> [Task brief]:
Word for word, please restate the lines from the beginning of the data through the line in which "[locate] woman in grey" appears.
[Opening Dataset content section]
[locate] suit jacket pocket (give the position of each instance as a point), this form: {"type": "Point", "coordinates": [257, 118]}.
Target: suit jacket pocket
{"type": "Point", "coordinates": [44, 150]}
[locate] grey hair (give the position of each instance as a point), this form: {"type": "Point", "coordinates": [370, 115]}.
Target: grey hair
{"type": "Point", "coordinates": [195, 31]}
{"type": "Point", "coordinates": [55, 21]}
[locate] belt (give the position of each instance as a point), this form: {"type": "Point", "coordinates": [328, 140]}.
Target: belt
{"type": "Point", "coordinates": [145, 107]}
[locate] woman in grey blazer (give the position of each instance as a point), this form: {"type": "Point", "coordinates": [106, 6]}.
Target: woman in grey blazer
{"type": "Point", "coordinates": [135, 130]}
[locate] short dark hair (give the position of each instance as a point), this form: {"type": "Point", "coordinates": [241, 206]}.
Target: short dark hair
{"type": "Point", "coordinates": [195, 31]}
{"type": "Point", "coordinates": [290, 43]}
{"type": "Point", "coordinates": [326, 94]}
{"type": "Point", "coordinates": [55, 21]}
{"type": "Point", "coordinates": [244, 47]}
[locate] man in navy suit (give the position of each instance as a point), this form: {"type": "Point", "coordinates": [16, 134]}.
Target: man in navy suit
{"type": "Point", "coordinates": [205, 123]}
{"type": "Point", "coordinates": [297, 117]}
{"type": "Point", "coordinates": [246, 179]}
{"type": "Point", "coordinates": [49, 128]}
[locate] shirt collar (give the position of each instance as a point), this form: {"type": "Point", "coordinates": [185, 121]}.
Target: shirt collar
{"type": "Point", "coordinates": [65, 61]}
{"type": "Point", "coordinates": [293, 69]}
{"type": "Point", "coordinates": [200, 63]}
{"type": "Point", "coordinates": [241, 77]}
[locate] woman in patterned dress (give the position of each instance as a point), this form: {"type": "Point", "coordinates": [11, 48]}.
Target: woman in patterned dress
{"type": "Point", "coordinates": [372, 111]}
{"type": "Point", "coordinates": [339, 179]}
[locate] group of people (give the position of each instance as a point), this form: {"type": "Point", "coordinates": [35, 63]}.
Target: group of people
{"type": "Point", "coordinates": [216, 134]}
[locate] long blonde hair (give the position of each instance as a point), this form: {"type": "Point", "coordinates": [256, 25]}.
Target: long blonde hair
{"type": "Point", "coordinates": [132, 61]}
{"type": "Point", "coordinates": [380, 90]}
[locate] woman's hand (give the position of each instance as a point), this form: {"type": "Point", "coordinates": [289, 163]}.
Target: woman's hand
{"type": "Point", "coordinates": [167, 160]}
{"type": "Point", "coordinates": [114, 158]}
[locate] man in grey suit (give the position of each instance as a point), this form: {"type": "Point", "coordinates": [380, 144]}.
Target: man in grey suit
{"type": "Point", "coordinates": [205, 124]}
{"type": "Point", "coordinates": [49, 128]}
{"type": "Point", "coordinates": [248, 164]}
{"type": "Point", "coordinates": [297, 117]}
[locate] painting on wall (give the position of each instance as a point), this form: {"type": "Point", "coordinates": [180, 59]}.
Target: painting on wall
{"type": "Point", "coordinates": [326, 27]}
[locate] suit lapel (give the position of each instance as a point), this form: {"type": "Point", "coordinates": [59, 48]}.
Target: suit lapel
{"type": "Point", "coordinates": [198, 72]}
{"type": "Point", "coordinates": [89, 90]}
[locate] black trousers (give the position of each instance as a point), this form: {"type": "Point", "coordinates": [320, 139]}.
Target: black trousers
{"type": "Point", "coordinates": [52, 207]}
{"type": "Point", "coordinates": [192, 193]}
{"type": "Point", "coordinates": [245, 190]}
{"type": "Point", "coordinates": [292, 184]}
[Closing Dataset content section]
> [Exercise result]:
[locate] suit jacket pocket (give the position of each instance as a point), this form: {"type": "Point", "coordinates": [257, 118]}.
Target: suit jacket pocket
{"type": "Point", "coordinates": [44, 150]}
[locate] grey hair (give the position of each instance as a point), this form: {"type": "Point", "coordinates": [370, 115]}.
Target: grey hair
{"type": "Point", "coordinates": [195, 31]}
{"type": "Point", "coordinates": [55, 21]}
[locate] belt (give the position of each instance as a point), this form: {"type": "Point", "coordinates": [328, 140]}.
Target: belt
{"type": "Point", "coordinates": [145, 107]}
[locate] woman in grey blazer (give the position of each instance as a point), this form: {"type": "Point", "coordinates": [106, 6]}.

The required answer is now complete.